TEXT SHOWN
= = =

Finalizers: conclusion?

Mon Jan 13 09:07:22 EST 2003

Antony Courtney <antony at apocalypse.org> wrote,

> You indicated that you were somewhat unclear why we need liveness 
> dependencies.  I'll attempt to clarify by sketching some of the details 
> of the particular C library for which I am writing FFI wrappers.
> 
> I have a C library for 2D vector graphics.  Two of the abstract types 
> provided by this C library are:
>     Pixmap -- A handle to an actual buffer of raster data
>     RenderContext -- A handle that encapsulates all state associated 
> with rendering, such as the current color, current font, target pixmap, etc.
> 
> Note that it is possible to create many RenderingContext's that all 
> render on to the same underlying Pixmap.
> 
> To see why we need liveness dependencies, consider the following typical 
> usage scenario in Haskell:
>     do pm <- createPixmap               -- 1
>        rc <- createRenderContext pm     -- 2
>        drawBox rc                       -- 3
>        ...

= = =

RECORDS SHOWN
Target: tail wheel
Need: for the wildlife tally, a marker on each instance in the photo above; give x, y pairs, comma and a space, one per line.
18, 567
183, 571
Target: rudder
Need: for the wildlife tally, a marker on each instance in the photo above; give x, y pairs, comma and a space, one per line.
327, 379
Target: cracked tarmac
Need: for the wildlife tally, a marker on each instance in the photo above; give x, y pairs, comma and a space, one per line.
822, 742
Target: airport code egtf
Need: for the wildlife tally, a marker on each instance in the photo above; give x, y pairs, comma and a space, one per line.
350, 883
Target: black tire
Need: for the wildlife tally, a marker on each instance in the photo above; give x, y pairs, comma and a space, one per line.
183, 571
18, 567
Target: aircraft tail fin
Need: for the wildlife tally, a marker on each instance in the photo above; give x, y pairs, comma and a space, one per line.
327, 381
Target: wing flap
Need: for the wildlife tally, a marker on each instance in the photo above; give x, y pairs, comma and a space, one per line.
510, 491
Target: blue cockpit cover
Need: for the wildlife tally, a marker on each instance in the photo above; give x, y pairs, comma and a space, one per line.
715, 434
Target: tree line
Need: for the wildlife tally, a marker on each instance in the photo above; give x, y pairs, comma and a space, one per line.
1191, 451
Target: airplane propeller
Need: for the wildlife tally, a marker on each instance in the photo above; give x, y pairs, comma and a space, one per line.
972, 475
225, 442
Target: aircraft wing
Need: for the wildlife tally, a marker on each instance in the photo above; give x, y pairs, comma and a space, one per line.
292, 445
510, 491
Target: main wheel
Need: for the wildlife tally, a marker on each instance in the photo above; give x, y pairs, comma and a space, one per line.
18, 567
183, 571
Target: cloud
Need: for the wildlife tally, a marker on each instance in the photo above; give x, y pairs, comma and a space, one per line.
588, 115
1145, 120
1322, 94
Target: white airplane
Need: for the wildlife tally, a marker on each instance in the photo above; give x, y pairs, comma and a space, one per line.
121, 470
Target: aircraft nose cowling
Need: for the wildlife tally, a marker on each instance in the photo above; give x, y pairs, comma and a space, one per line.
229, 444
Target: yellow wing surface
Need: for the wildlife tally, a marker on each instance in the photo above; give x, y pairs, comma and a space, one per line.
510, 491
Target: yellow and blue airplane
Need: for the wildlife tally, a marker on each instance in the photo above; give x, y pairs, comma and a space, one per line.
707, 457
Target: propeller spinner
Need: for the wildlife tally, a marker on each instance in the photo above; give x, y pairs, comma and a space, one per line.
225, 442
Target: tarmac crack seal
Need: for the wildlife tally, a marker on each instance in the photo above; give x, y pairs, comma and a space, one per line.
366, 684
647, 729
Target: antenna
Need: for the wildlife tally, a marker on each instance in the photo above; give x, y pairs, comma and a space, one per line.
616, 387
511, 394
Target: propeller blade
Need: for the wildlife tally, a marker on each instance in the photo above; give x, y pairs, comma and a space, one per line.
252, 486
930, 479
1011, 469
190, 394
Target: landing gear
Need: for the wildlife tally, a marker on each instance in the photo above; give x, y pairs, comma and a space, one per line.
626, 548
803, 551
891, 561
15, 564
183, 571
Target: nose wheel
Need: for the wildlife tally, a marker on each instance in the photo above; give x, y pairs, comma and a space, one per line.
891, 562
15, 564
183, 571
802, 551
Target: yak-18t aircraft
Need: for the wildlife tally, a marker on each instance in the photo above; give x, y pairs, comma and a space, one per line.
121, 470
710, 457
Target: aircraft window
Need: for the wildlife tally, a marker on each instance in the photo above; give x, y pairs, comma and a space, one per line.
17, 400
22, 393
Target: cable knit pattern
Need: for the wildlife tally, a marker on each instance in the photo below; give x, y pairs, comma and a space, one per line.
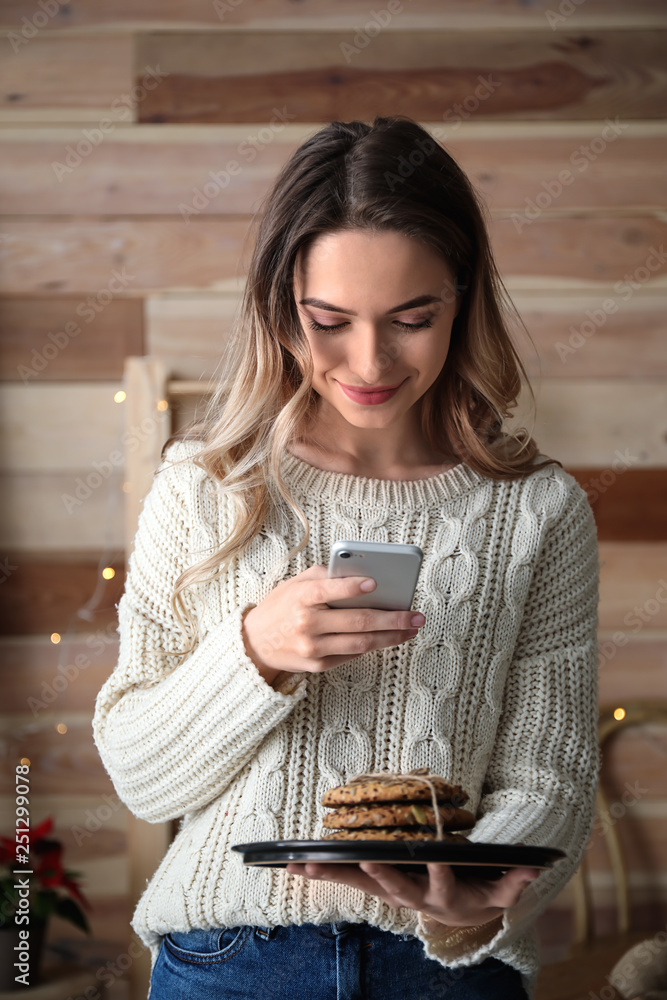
498, 693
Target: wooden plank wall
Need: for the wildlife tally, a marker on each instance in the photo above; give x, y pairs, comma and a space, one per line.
113, 118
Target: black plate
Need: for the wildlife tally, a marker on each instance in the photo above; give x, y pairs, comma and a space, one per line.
473, 860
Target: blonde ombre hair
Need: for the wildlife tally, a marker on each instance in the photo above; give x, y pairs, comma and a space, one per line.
388, 176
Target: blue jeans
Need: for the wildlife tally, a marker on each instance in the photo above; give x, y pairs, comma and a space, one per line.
334, 961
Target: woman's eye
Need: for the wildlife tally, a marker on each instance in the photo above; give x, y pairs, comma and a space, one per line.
320, 327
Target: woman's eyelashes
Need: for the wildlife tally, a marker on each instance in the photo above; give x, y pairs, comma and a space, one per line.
321, 328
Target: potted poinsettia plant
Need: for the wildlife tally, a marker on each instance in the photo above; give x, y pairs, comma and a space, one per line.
51, 888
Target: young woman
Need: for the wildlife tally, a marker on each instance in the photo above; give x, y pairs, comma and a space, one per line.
363, 397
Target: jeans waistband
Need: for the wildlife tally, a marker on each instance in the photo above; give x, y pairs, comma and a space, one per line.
336, 928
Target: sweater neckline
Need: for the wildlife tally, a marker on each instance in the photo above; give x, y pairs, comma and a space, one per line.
342, 487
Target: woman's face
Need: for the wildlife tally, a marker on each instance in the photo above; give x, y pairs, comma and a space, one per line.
358, 286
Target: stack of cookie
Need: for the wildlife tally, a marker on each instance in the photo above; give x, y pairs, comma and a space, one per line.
396, 808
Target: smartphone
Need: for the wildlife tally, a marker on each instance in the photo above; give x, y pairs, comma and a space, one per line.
393, 566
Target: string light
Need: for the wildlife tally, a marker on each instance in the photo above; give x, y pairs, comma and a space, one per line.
105, 572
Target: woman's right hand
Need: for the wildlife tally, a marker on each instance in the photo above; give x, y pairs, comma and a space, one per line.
293, 629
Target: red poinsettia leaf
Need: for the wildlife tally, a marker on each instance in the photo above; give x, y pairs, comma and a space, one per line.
43, 829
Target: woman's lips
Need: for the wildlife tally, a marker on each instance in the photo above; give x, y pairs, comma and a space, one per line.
369, 398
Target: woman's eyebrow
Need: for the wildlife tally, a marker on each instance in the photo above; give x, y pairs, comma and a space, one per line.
420, 300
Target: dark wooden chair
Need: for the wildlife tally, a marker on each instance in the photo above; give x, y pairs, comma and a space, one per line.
590, 958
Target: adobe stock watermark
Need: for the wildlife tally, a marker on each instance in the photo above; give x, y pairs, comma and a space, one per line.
248, 150
640, 615
596, 318
130, 441
92, 138
371, 29
56, 342
32, 25
554, 187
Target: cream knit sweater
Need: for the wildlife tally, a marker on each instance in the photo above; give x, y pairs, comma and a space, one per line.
498, 693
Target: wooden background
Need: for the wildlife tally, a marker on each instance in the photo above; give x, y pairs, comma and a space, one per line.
116, 240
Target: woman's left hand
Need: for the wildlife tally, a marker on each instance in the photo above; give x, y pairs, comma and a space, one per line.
449, 900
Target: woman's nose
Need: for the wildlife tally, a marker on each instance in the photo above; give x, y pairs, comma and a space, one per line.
371, 356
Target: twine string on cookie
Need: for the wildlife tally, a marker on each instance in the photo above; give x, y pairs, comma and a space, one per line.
389, 778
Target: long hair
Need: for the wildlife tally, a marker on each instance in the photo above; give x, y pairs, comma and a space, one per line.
390, 175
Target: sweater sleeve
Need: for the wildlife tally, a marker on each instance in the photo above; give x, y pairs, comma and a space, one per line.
541, 779
173, 732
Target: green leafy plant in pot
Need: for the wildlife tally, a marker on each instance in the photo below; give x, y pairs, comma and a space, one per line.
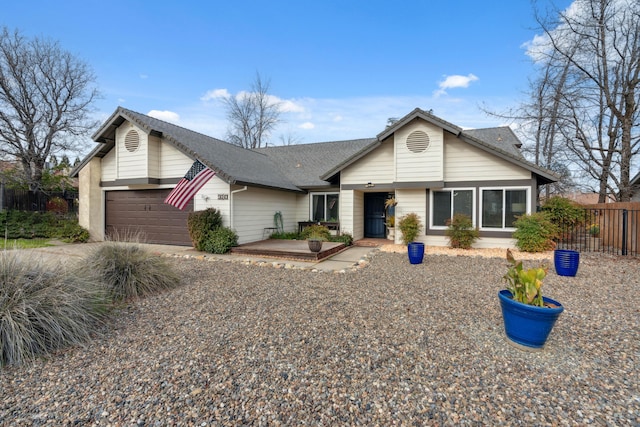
528, 316
411, 226
315, 235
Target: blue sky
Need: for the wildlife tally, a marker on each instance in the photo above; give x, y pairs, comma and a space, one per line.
340, 68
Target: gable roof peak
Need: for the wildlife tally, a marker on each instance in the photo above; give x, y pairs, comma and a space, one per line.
419, 113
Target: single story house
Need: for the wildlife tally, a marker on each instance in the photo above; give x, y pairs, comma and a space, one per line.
430, 166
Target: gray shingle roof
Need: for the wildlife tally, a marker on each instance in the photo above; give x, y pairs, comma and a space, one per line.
502, 137
294, 167
303, 164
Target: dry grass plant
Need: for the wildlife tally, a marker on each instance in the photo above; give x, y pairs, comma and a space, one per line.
127, 270
44, 307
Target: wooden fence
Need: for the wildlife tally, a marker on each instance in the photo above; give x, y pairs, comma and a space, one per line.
35, 201
607, 227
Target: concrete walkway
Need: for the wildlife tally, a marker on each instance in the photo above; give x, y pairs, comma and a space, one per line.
349, 258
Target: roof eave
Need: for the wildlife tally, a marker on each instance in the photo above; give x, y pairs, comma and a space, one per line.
357, 156
419, 113
547, 175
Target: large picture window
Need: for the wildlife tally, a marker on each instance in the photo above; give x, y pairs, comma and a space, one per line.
446, 203
324, 206
501, 207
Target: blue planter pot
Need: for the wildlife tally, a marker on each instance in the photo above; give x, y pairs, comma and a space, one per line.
416, 252
566, 262
528, 325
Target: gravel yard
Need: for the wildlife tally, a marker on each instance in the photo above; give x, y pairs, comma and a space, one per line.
388, 344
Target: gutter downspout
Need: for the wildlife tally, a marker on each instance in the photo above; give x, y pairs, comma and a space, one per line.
231, 213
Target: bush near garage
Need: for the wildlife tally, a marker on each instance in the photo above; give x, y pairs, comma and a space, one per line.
200, 223
219, 241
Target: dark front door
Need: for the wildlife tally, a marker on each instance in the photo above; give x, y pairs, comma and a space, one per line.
374, 215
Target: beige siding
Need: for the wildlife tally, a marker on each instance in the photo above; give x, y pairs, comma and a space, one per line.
91, 200
302, 208
411, 201
377, 166
173, 163
109, 163
425, 166
154, 156
464, 162
346, 211
253, 210
207, 198
131, 165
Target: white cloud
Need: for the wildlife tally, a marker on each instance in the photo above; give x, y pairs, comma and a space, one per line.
168, 116
215, 94
306, 125
288, 106
454, 81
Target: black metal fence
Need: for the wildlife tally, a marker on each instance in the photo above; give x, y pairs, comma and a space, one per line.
604, 229
36, 201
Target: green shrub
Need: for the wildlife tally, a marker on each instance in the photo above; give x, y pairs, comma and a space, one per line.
127, 270
560, 210
410, 226
535, 232
316, 231
72, 232
200, 223
461, 232
285, 235
31, 225
345, 238
44, 307
219, 241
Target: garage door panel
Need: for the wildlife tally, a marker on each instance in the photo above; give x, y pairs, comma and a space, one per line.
145, 213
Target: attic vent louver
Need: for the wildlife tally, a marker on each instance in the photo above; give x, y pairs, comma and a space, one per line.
132, 141
417, 141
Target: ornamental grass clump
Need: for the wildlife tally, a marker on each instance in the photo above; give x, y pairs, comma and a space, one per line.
44, 307
525, 285
127, 270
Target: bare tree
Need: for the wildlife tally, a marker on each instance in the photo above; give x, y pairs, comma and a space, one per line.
252, 115
599, 40
45, 101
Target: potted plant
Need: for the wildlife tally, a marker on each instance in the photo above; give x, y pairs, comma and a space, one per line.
315, 235
410, 226
391, 223
528, 316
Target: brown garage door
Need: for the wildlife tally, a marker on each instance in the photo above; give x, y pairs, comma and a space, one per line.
143, 212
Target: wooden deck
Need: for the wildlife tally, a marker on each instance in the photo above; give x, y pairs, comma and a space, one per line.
287, 249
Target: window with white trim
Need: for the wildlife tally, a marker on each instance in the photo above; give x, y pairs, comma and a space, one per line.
501, 207
446, 203
324, 206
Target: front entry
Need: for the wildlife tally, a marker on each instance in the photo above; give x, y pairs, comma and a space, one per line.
374, 215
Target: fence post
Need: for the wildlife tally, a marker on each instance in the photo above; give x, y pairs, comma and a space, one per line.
624, 231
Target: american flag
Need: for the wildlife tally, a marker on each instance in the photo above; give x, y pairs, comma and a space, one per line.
188, 186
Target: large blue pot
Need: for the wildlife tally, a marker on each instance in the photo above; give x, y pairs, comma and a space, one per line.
566, 262
416, 252
528, 325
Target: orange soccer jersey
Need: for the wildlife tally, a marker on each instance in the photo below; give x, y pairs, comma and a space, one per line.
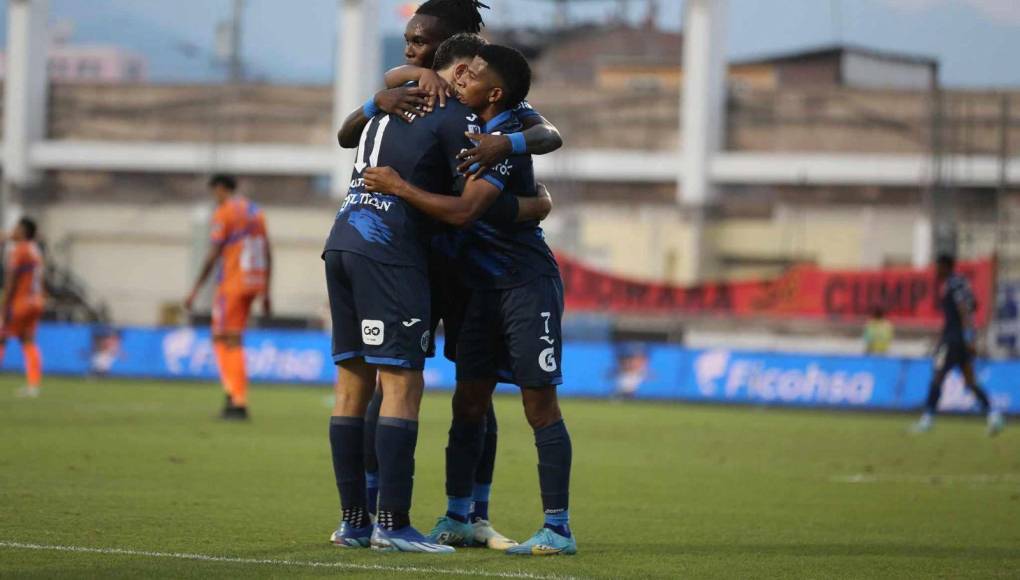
239, 225
24, 261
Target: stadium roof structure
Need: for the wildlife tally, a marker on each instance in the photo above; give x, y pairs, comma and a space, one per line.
828, 51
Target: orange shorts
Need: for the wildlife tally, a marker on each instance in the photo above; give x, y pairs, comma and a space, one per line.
21, 320
231, 311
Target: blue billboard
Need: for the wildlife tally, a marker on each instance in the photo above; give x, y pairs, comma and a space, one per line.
596, 369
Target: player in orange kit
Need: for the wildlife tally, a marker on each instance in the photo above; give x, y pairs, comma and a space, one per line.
240, 239
22, 300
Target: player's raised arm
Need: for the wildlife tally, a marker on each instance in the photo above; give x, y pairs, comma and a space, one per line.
458, 211
405, 102
539, 138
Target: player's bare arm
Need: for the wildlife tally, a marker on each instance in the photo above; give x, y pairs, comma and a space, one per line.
405, 102
458, 211
541, 138
537, 208
426, 78
210, 262
266, 296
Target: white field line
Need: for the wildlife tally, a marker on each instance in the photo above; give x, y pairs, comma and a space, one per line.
972, 479
287, 563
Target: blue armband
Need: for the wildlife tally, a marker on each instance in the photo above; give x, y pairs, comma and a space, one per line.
369, 109
517, 143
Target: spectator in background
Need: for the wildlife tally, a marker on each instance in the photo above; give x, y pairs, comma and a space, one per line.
877, 332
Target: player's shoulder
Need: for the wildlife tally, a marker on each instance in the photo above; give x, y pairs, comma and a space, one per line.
524, 110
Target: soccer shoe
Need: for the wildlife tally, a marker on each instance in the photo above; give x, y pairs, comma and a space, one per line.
28, 392
406, 539
996, 423
235, 414
449, 531
346, 536
923, 424
546, 542
486, 534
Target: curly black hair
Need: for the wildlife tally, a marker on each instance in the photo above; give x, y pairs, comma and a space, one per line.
457, 15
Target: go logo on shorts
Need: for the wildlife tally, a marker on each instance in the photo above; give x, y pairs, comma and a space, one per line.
547, 360
372, 332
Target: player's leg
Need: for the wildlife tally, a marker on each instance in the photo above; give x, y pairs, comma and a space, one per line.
944, 363
995, 417
219, 348
371, 462
393, 312
23, 323
481, 489
355, 382
532, 324
33, 358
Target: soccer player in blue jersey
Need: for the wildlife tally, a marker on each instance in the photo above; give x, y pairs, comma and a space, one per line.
956, 347
432, 19
514, 311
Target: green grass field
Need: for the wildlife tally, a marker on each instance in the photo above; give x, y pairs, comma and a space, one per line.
659, 490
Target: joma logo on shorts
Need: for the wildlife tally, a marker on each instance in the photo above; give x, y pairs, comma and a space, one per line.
372, 332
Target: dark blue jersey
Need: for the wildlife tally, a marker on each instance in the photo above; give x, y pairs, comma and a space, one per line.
383, 226
957, 296
500, 256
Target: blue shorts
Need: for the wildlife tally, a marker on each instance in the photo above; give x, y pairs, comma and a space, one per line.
379, 312
951, 356
517, 329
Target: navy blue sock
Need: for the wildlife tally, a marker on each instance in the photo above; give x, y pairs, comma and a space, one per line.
371, 462
372, 490
346, 435
395, 442
479, 504
463, 450
555, 453
458, 508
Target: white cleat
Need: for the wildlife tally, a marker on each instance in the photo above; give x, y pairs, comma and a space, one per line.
996, 423
28, 392
487, 535
923, 425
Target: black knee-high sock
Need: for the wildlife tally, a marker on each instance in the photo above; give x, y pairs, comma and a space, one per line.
487, 463
982, 398
934, 392
395, 442
346, 436
371, 462
463, 451
555, 453
486, 466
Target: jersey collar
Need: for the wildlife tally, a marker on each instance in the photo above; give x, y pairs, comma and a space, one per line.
498, 120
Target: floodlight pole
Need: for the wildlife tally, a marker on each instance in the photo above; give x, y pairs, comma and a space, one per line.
356, 76
24, 97
702, 119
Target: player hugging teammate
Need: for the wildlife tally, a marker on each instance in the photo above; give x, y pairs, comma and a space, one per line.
442, 221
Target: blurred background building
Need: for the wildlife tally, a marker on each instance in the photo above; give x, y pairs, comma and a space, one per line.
839, 155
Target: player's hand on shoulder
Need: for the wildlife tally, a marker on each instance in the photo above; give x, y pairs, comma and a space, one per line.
405, 102
437, 87
491, 150
383, 180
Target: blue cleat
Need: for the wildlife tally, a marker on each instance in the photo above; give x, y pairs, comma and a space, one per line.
346, 536
546, 542
451, 532
406, 539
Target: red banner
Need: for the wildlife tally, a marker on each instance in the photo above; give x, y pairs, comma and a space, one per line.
908, 295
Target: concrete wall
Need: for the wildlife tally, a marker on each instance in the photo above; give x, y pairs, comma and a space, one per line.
139, 258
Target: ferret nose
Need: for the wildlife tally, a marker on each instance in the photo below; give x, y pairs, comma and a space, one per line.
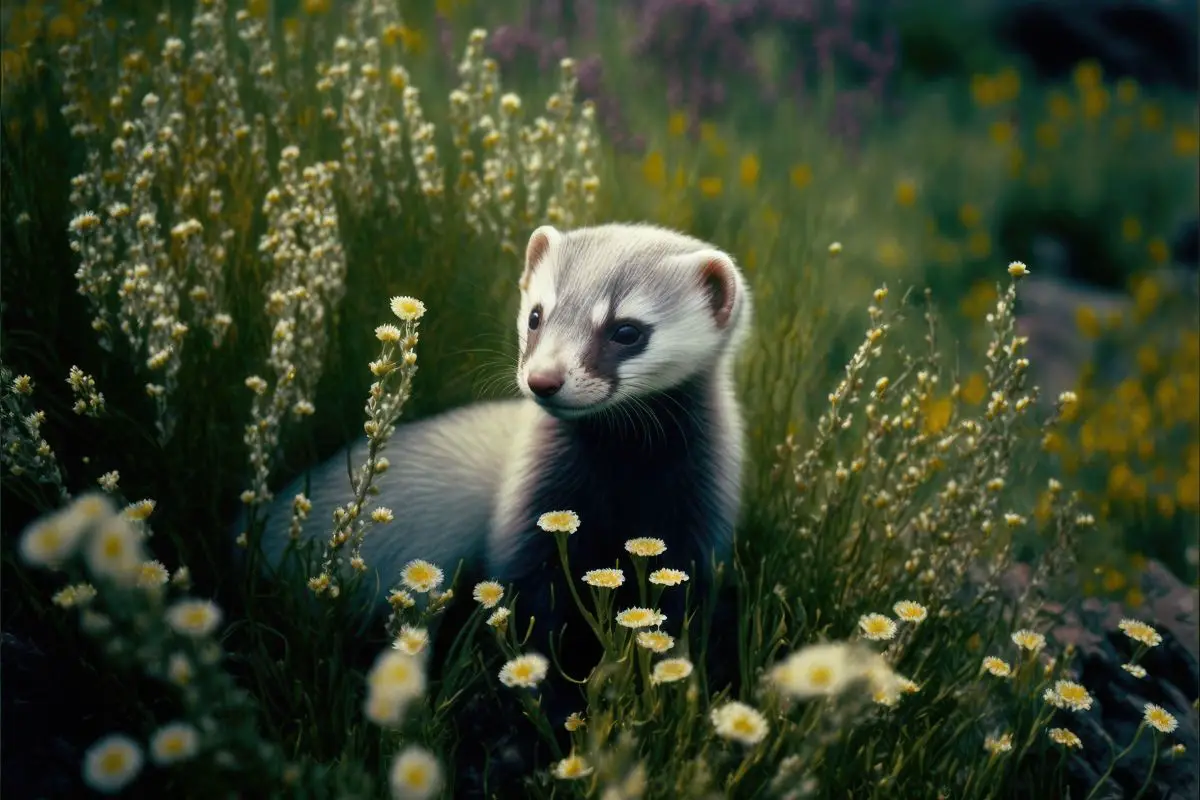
545, 384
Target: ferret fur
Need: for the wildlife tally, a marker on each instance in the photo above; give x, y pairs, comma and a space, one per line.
641, 439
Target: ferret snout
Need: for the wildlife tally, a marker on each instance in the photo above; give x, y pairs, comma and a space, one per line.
545, 383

= = =

TO-DO LIST
a – Reproduce the finalizers message from "Mon Jan 13 09:07:22" up to and including "writing FFI wrappers.".
b – In the finalizers message, what is a Pixmap described as?
c – Resume the finalizers message from the point at which it stops.
The rows come from a separate source unrelated to the finalizers message.

RESULTS
a –
Mon Jan 13 09:07:22 EST 2003

Antony Courtney <antony at apocalypse.org> wrote,

> You indicated that you were somewhat unclear why we need liveness 
> dependencies.  I'll attempt to clarify by sketching some of the details 
> of the particular C library for which I am writing FFI wrappers.

b – A handle to an actual buffer of raster data.

c –
> 
> Note that, in the above, it's possible that the call to 
> createRenderContext in line 2 could be the last Haskell reference to pm, 
> making it a candidate for collection.  But we don't actually want the 
> Pixmap to be collected (and its finalizer invoked) until both the Pixmap 
>   *and* all associated rendering contexts which refer to the Pixmap 
> become unreachable.
> 
> The reason we need liveness dependencies is because, internally, the 
> RenderContext maintains a pointer to the target Pixmap.  But because 
> this pointer exists only in the C heap, we need some way to inform 
> Haskell's garbage collector that whenever a particular RenderContext is 
> reachable, then its target pixmap is also reachable.

IMHO you are trying to compensate for a flaw in the whole
setup:

* Line 1: You get a pointer to a C object assuming it is the
    last reference to that C object.

* Line 2: You pass this pointer back to C without copying
    it; ie, the only reference to the C object is in C land.

At this moment, the pointer obtained on Line 1 is no longer
the business of the Haskell system.  It is a pointer in C
land to a C object; so, memory management of that structure
should be let to the C library.  Assume the following C
function

  RenderContext *createPixmapWithContext ()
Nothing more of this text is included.